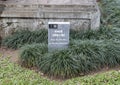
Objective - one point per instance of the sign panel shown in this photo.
(58, 35)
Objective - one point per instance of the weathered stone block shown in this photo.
(35, 14)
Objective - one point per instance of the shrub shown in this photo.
(110, 12)
(59, 64)
(23, 37)
(29, 54)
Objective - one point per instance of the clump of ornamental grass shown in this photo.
(82, 56)
(22, 37)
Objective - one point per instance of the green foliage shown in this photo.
(23, 37)
(29, 54)
(60, 64)
(108, 78)
(82, 56)
(110, 12)
(12, 74)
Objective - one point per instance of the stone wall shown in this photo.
(21, 15)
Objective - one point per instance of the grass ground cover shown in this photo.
(82, 57)
(12, 74)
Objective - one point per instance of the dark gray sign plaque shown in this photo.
(58, 35)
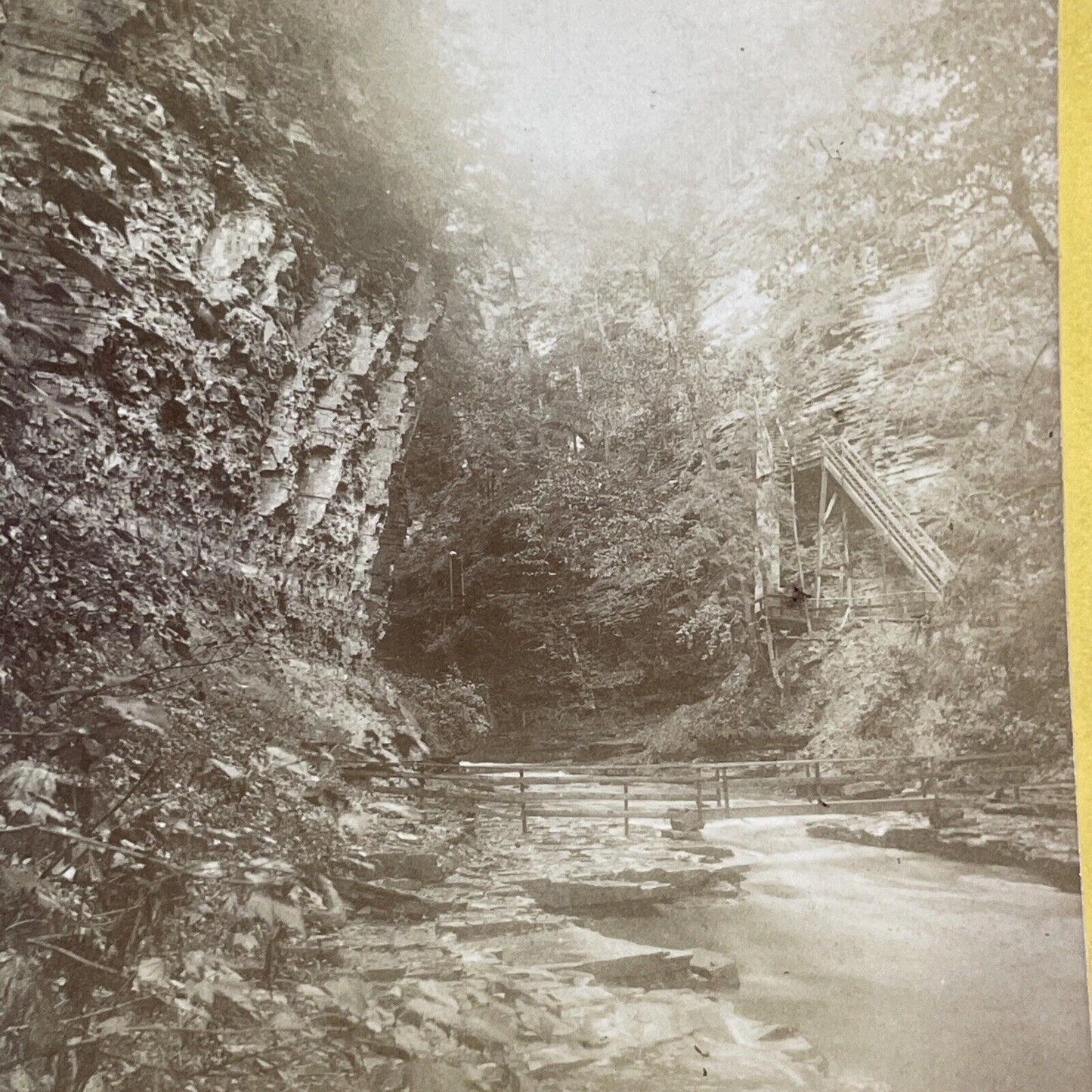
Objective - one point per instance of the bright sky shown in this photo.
(577, 80)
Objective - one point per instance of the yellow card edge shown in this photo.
(1075, 129)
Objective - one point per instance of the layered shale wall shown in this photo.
(206, 385)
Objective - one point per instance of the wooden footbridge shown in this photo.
(709, 790)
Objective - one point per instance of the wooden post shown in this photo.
(797, 540)
(846, 576)
(822, 520)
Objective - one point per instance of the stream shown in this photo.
(930, 974)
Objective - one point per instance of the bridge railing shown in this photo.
(713, 790)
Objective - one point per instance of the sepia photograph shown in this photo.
(532, 549)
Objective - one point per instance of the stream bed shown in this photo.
(932, 976)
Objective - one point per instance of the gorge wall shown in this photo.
(213, 308)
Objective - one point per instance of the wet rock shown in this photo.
(686, 820)
(866, 790)
(650, 970)
(580, 895)
(716, 970)
(409, 864)
(687, 879)
(356, 824)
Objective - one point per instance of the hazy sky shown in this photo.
(577, 80)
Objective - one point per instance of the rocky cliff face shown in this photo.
(208, 373)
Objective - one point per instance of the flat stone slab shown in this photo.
(574, 896)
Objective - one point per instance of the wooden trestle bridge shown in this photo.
(803, 787)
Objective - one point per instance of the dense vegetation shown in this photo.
(586, 450)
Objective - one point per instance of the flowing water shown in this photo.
(932, 976)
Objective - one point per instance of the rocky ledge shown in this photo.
(1044, 846)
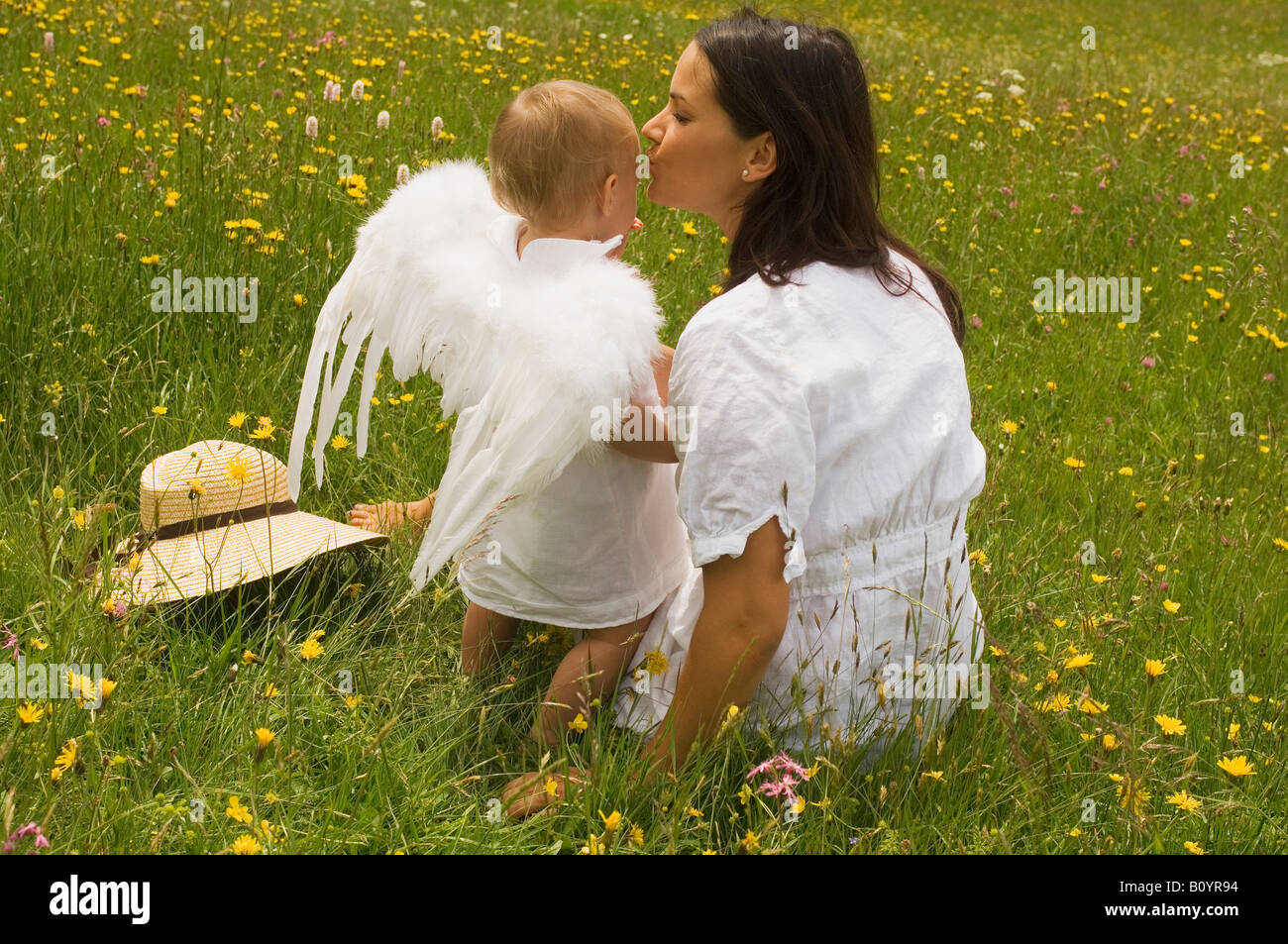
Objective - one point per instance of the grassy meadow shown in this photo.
(1140, 681)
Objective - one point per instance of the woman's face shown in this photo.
(697, 158)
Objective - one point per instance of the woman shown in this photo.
(829, 460)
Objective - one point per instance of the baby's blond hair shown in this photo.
(553, 146)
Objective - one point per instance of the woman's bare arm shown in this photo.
(743, 616)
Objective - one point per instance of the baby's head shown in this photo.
(562, 156)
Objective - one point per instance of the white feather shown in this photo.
(523, 353)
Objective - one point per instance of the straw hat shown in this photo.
(217, 514)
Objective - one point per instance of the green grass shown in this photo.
(413, 765)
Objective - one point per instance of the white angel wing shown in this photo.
(527, 355)
(398, 291)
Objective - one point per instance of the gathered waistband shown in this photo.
(928, 545)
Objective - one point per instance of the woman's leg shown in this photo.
(590, 670)
(485, 636)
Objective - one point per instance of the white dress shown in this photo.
(851, 403)
(603, 544)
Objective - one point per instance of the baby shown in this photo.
(599, 549)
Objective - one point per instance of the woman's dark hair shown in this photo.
(805, 85)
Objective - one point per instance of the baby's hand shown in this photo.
(616, 253)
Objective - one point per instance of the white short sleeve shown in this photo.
(745, 439)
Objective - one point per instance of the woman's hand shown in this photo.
(536, 793)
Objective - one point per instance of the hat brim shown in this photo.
(192, 566)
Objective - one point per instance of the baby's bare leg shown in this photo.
(389, 514)
(590, 670)
(484, 638)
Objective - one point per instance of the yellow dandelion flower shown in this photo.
(1184, 801)
(245, 845)
(1236, 767)
(236, 810)
(237, 471)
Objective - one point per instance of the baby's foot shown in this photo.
(386, 515)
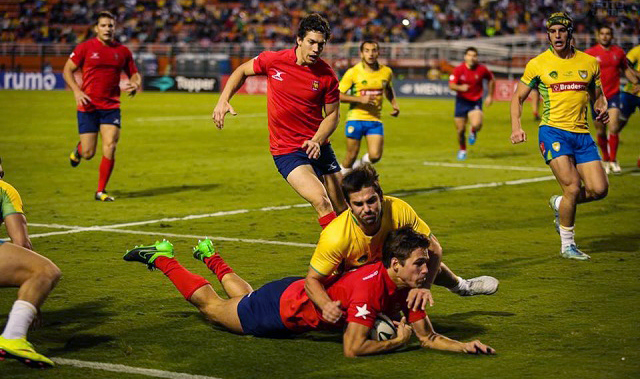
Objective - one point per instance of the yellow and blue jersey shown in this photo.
(343, 245)
(563, 85)
(358, 82)
(634, 58)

* Problem *
Give the data above again with every "one point per instance" swapped for "one point for each instance" and nothing else changed. Leave the pictures out.

* Exercise output *
Objective - one point for each instance of the sign panel shown in this photo.
(58, 35)
Objective - one point for each instance of the weathered stone block shown in this photo.
(35, 14)
Objective - one point for each instance of the shrub shown in this photo.
(110, 12)
(59, 64)
(23, 37)
(29, 54)
Objective - one point for each instance of the clump of ornamental grass shown in this photo.
(82, 56)
(22, 37)
Objective - one point for each instance of the green foliage shown in this photo.
(23, 37)
(29, 54)
(60, 64)
(108, 78)
(82, 56)
(110, 12)
(12, 74)
Objective - one point for each instance of the stone wall shown in this photo.
(21, 15)
Objective - one point for each instance of the grass ground cover shown in this photo.
(82, 57)
(12, 74)
Objective - one point for each instance of the dark gray sign plaque shown in this photo.
(58, 35)
Objective - one point for each instance of the bright sky shown in this photo.
(577, 80)
Objective - one point for each instance of the yellow card edge shown in this photo.
(1075, 129)
Objective - one point for each instance of the layered shale wall shown in this photo.
(206, 385)
Objective - one point for each instance of the wooden footbridge shown in this photo.
(709, 790)
Objective - one point for each instance of the wooden post shown in this photo.
(797, 540)
(846, 576)
(822, 520)
Objective - one point for each instance of the stream shown in this photo.
(930, 974)
Objective - one point for each instance of the bridge railing shown in this photo.
(713, 790)
Objective - one point for each instance of the sepia photograph shown in this photo.
(532, 549)
Objective - one point for each instance of the stream bed shown in this photo.
(932, 976)
Objective - one point for each instance of the gorge wall shown in this photo.
(213, 308)
Objective - one point for each instance of the wet rock shown in this photo.
(686, 820)
(866, 790)
(650, 970)
(580, 895)
(716, 970)
(409, 864)
(687, 879)
(356, 824)
Objective - one point for each instance of the hazy sky shown in this photo.
(577, 80)
Objective - one point for each instance of the rocky cliff face shown in this photo.
(208, 373)
Objective - one point for each instance of the flat stone slab shown in this photo.
(574, 896)
Objective - one point for each instance of the wooden trestle bridge shown in this photo.
(803, 787)
Objective - one point for each instance of the dense vegetation shown in this photo.
(586, 450)
Objective - one point for each instance of the flowing water shown in this photo.
(932, 976)
Objective - one point for each instance of the rocky ledge shown in this photo.
(1044, 846)
Objective - one point for each instance of the grassy meadow shown in this photo.
(1140, 681)
Objective - one point for each instance of the woman's face shown in this photo.
(697, 158)
Objective - one point for each instance of the woman shown in this photo.
(829, 460)
Objective - one point for each instance of the baby's blond hair shown in this photo.
(553, 146)
Objective - one point for each instance of the woman's bare arm shown in this photo.
(743, 616)
Objective - one point for each instance of the baby's head shown in this photo.
(562, 156)
Objective - one point for each instance of the white feather shown in this photo.
(523, 353)
Objective - one point for each instance of the straw hat shown in this photo.
(217, 514)
Objective - one point for each instance of the green grass shown in this photo.
(413, 765)
Objective - one point for each instance of the white angel wing shown in this photo.
(527, 355)
(398, 291)
Objective - one point for each instance of the gathered waistband shown in this photo.
(928, 545)
Objective - one point for each instance of the woman's leg shown in this photo.
(590, 670)
(485, 636)
Objective - one point for each instance of the white dress shown in this photo.
(851, 403)
(603, 544)
Objective - one point for each instance of the baby shown in this photo.
(599, 549)
Objective - one point for each instance of the woman's dark hair shown in this photo.
(805, 85)
Objective - one point for each instance of the baby's hand shown in this photo.
(616, 253)
Objective - one point for each instance of the white short sleeve shown in this photo.
(745, 439)
Objective - one point for each instance of the woman's hand shown in this photo.
(536, 793)
Objective - one point for each instance of the hat brim shown in this photo.
(192, 566)
Objective - one point for each instance of the baby's bare leg shown in this photo.
(389, 514)
(590, 670)
(484, 638)
Objective - one point for each instance of the yellow dandelion flower shown in this photo.
(1184, 801)
(245, 845)
(1236, 767)
(236, 810)
(237, 471)
Objective - one point for each instance of the baby's foot shown in this photo.
(386, 515)
Objective - one point for each instance of the yellow and blue jersey shown in this photo.
(343, 245)
(563, 85)
(358, 82)
(634, 58)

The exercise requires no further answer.